Thursday, 10 June 2010

Lord and Lady Panivorous


Here's a splendidly useful word: panivorous.

It means "that eats or lives on bread" (Latin panus) and should therefore be wildly applicable. Yet it seems only ever to have been used once, in 1845, by Mrs Catherine Gore who wrote of a man that he was: "A boulanger in the panivorous kingdom of France."

We are all panivorous. Stand outside any office block at lunchtime and watch the panivorous staff scuttle back from the sandwich shop leaving, like Hansel and Gretel, a trail of crumbs.

There's the simple bread that we eat; there's the religious "daily bread"; and there are a hundred and one hidden etymologies for when we eat our words.

The Old English word for bread was hlaf, from which we get loaf; and the old English division of labour was that women made bread and men guarded it. The woman was therefore the hlaf-dige and the man was the hlaf-ward.

Hlafward and Hlafdige

Hlaford and Hlafdi

Lavord and Lavedi

Lord and Lady

And when the lord and lady finally sit down and devour the bread, they become companions; because a companion is someone you eat bread with in the same way that a mate is somebody who shares your meat.

Had enough? I don't care. The old word for beg was briber, and the way to get rid of a beggar was to palm him off with a morsel of bread called a bribe, hence bribe. Ciabatta is Italian for carpet slipper because that's what the bread resembles, just as baguette means stick. And gritty was not first applied either to dramas or to roads but to dear old, mere old bread.

'So cast your bread upon the waters,' as a friend mine likes to say. 'You never know, it might come back as smoked salmon sandwiches.'


These do not count as ciabattas

Wednesday, 9 June 2010

She Who Must Be The Grand Panjandrum (BA Oxon)


Last night, as the clock struck twelve, I was busily proof-reading when a chap asked me what exactly a Grand Panjandrum is.

*Directive*
Carry on the word-history blog past its final sentence, the one ending "what exactly a Grand Panjandrum is."

*Data lines*

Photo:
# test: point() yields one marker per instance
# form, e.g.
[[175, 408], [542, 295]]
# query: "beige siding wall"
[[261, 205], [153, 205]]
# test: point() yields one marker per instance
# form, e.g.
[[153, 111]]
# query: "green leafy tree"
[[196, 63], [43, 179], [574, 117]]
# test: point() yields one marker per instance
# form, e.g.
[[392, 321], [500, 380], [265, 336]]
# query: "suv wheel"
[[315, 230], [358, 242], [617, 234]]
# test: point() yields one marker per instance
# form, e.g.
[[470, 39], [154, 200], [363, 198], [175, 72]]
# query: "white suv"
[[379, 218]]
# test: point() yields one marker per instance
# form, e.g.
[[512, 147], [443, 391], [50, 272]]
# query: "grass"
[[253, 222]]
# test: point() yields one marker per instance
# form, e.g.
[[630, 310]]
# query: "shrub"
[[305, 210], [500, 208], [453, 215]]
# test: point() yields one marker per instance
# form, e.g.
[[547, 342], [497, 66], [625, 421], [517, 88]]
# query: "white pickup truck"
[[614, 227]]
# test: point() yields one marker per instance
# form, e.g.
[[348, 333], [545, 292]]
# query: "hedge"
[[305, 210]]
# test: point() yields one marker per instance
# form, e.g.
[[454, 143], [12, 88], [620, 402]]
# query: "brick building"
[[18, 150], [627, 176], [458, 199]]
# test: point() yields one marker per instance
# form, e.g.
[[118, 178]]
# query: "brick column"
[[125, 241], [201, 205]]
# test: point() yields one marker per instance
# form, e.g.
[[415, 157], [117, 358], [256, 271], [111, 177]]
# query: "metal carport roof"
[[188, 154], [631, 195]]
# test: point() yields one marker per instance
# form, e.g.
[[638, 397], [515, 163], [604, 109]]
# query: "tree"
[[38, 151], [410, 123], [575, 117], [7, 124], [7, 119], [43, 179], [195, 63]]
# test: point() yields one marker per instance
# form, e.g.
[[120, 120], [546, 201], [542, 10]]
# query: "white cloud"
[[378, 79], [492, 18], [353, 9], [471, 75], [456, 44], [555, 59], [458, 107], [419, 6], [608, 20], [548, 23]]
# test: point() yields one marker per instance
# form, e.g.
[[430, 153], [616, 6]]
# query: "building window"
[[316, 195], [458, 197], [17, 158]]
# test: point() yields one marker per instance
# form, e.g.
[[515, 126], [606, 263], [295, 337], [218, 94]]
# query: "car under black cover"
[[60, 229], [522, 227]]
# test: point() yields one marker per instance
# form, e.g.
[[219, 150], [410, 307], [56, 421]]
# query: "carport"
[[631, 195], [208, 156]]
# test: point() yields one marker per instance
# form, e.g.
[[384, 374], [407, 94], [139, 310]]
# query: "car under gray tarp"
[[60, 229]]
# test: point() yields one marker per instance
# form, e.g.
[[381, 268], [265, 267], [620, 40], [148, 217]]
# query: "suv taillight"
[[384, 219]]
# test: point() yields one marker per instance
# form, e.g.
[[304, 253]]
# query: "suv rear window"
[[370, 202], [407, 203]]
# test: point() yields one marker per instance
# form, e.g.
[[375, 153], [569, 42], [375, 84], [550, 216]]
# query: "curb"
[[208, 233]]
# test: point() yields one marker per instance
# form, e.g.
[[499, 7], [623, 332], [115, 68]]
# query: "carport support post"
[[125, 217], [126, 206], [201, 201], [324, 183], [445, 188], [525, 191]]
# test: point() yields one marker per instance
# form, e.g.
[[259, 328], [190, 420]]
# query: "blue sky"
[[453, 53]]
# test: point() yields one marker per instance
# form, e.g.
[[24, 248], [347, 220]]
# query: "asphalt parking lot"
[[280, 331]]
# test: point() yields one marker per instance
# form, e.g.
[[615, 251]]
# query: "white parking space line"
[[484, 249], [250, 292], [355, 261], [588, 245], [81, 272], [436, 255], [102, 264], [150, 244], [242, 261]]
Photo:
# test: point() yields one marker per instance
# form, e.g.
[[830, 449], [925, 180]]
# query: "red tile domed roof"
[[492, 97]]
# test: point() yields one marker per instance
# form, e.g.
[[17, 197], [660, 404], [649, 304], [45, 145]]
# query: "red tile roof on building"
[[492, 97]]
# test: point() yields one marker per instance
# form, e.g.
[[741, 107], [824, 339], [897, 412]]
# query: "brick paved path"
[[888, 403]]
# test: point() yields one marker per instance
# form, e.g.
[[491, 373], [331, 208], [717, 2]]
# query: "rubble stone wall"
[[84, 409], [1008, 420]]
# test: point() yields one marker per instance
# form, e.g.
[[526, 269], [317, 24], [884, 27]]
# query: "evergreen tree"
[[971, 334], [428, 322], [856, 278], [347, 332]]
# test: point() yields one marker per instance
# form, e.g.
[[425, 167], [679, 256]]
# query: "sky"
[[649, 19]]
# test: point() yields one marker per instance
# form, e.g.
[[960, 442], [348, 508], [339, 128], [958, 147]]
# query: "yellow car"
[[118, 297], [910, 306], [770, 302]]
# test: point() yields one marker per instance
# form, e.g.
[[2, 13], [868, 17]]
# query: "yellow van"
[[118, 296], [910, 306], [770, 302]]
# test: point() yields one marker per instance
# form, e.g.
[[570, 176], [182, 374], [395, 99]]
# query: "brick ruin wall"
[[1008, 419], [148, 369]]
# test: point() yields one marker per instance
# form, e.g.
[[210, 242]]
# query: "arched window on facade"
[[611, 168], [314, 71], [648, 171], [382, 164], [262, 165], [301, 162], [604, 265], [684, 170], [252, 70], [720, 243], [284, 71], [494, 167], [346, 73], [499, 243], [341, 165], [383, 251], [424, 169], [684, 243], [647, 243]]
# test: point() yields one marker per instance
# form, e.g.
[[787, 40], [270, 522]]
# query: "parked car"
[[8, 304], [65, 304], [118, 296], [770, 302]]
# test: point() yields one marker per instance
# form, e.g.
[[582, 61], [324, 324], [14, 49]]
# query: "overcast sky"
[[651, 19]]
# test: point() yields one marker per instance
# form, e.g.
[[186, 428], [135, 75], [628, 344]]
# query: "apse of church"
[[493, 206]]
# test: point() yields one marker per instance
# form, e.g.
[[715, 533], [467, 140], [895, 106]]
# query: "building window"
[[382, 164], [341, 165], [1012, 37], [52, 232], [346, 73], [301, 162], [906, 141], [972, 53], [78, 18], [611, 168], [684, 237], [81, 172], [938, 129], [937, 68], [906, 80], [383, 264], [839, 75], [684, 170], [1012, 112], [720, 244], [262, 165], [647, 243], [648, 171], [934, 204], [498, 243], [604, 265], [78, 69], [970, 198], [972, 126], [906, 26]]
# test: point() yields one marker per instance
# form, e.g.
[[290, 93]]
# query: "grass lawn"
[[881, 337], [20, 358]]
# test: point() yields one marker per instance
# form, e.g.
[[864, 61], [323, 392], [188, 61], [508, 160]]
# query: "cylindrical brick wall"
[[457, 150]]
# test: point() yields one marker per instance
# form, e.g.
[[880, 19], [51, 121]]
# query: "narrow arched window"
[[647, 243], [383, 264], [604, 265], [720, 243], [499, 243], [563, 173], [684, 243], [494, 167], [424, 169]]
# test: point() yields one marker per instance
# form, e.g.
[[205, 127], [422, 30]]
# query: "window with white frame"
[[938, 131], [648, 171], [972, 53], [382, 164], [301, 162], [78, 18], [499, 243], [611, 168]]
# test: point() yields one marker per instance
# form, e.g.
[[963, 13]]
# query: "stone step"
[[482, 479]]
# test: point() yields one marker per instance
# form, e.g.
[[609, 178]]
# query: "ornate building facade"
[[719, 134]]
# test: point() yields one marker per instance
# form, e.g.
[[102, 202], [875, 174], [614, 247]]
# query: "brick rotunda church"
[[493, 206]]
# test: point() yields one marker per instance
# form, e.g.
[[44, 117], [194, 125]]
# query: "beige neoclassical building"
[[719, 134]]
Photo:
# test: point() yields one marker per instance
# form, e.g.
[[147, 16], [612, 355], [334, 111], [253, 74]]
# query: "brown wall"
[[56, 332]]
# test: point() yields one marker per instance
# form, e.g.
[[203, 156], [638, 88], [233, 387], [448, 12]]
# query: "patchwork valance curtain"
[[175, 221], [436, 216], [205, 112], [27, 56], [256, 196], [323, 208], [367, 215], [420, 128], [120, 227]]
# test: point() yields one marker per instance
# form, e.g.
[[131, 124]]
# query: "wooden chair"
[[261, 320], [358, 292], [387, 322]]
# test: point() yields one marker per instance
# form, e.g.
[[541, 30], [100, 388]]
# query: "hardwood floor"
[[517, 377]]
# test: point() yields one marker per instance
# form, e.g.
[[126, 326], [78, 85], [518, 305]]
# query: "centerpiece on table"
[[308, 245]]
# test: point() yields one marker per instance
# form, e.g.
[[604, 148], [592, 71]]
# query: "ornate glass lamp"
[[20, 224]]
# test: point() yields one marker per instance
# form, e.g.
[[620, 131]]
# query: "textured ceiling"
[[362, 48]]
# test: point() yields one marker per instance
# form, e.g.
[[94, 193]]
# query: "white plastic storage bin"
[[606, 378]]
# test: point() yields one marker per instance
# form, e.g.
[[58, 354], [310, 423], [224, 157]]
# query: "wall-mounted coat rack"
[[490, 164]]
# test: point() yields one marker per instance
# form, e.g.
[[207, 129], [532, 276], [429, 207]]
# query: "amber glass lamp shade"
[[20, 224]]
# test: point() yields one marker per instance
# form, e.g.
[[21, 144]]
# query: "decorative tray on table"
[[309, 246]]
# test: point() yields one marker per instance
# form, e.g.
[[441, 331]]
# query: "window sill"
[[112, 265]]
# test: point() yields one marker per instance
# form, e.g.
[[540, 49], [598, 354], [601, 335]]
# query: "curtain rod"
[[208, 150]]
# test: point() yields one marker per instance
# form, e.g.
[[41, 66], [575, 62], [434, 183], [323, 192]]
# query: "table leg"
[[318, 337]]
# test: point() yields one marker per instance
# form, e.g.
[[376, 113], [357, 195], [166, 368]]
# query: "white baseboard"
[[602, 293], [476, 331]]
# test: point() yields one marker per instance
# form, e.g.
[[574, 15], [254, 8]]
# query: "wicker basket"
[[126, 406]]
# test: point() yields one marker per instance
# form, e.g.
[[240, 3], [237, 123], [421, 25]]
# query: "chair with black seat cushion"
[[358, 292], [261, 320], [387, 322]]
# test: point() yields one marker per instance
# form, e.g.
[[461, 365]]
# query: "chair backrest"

*Exercise answer*
There was an eighteenth century actor called Charles Macklin who boasted that he could memorise any speech after hearing it only once. Another eighteenth century actor called Samuel Foote, who had played Othello to Macklin's Iago, decided to write an unmemorisable speech for Macklin. He came up with this:

So she went into the garden to cut a cabbage-leaf to make an apple-pie; and at the same time a great she-bear, coming up the street, pops its head into the shop. "What! No soap?" So he died, and she very imprudently married the barber; and there were present the Picninnies, and the Joblillies, and the Garyalies, and the grand Panjandrum himself, with the little round button at top, and they all fell to playing the game of catch-as-catch-can till the gunpowder ran out at the heels of their boots.

Perhaps Foote wrote it down. History is mute. Though the speech was composed in the 1750s it wasn't published until 1825 and the authorities seem authoritatively confused as to how the challenge was put. The important thing is that it's a passage that Lewis Carroll would have been proud of. No decent human being could read the words "So he died" without at least smiling.

In conclusion, Grand Panjandrums may be recognised by the little round button at the top.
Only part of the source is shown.